> Exercise description: Reproduce word for word the part of the Viles v. American Realty opinion below, starting with "CourtMaine Supreme Court" and going on through "and DEASY, JJ.".

> Selected passage:
⟨

Viles v. Am. Realty Co.

Decision Date02 December 1924
Citation126 A. 818
PartiesVILES v. AMERICAN REALTY CO.
CourtMaine Supreme Court

Report from Supreme Judicial Court, Kennebec County, at Law.

Action by Blaine S. Viles against the American Realty Company. On report from Supreme Judicial Court. Judgment for defendant.

Argued before CORNISH, C. J., and PHILBROOK, DUNN, MORRILL, WILSON, and DEASY, JJ.

Pattangall, Locke & Perkins, of Augusta, for plaintiff.

Ryder & Simpson, of Bangor, for defendant.

MORRILL, J. By written agreement dated September 18, 1916, the plaintiff agreed "to sell to the American Realty Company and to deliver to the boom of the International Paper Company, Solon Mill, in the summer or fall of 3917, a quantity of 4-inch rough spruce and 4-inch fir pulpwood, containing not less than 75 per cent. spruce. The amount to be 10,000 cords, more or less, at the option of said Blaine S. Viles."

This contract was made and signed in behalf of the defendant by one E. E. Amey, whose name appears in the correspondence and upon the stationery of the company with the title of assistant to the president. The plaintiff delivered under this contract 9,101.35 cords of wood, and was paid therefor at the contract price of $8 per cord. He claims, and the jury has found, in answer to a question submitted to them, that—

"Everett. E. Amey agreed with the plaintiff to pay him 50 cents per cord in addition to the $8 specified in written contract dated September 18, 1916, in a conversation with plaintiff held in Portland in the early part of the year 1917, on the promise of the plaintiff to furnish between 9,000 and 10,000 cords."

This action is in assumpsit to recover that 50 cents per cord, and is before the law court upon report, upon the writ, pleadings, evidence, and finding by the jury for such final judgment "as the legal rights of the parties require."

Before approaching the decision of the case upon the issue which seems to us controlling, it is profitable, if not absolutely necessary, to interpret the written contract between the parties.

⟩

> Data lines:
⟨

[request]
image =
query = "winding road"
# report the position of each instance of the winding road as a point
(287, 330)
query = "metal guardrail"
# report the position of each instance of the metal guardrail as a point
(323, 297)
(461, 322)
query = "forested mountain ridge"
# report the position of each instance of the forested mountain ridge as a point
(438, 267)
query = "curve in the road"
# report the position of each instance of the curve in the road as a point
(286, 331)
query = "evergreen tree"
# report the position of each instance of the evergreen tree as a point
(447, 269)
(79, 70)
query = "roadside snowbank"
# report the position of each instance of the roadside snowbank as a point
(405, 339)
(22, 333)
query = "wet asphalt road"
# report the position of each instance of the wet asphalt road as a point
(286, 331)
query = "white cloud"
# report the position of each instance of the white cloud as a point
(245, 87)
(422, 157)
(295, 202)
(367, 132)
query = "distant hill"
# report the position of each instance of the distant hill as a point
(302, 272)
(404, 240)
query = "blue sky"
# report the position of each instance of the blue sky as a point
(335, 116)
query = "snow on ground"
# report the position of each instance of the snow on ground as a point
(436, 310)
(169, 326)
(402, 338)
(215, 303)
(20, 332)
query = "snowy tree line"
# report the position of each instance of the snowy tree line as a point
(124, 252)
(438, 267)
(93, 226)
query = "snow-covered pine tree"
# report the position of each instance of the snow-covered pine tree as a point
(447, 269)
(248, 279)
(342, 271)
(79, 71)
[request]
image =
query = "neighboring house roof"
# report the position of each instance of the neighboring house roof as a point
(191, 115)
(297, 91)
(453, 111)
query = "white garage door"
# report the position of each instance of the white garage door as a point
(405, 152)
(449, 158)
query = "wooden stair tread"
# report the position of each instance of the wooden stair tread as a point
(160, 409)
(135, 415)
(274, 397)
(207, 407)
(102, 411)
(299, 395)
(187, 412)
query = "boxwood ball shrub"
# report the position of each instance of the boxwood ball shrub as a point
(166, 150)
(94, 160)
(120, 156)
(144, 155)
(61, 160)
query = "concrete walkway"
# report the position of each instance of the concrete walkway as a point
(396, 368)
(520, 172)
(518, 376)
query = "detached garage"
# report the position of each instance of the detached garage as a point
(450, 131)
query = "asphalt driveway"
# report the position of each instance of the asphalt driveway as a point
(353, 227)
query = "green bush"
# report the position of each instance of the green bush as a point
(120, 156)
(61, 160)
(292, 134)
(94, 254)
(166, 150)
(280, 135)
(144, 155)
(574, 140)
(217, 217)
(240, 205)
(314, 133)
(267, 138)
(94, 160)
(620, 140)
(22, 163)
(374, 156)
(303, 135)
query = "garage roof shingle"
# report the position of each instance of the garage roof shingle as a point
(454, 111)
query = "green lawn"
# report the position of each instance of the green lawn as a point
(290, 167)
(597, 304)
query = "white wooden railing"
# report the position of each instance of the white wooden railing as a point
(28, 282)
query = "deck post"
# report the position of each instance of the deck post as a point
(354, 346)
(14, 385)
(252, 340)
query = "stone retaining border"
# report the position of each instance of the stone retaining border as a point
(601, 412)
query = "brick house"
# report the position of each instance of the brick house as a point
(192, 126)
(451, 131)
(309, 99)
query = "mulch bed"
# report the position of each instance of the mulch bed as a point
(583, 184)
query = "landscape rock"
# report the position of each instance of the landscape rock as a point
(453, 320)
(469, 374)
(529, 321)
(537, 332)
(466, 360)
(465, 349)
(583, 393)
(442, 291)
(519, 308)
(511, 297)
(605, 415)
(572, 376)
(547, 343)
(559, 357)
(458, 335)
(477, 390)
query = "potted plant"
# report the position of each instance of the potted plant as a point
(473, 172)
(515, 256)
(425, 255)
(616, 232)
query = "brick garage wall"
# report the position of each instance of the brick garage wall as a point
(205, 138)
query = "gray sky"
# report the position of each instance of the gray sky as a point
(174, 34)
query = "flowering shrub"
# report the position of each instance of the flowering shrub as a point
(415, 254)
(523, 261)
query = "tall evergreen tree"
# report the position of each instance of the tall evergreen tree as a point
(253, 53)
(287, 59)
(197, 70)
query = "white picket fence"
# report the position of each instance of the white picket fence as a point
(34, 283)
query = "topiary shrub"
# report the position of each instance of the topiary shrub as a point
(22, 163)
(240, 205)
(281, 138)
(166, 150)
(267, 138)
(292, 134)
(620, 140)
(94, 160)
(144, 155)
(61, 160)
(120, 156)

⟩

> Solution to the exercise:
CourtMaine Supreme Court

Report from Supreme Judicial Court, Kennebec County, at Law.

Action by Blaine S. Viles against the American Realty Company. On report from Supreme Judicial Court. Judgment for defendant.

Argued before CORNISH, C. J., and PHILBROOK, DUNN, MORRILL, WILSON, and DEASY, JJ.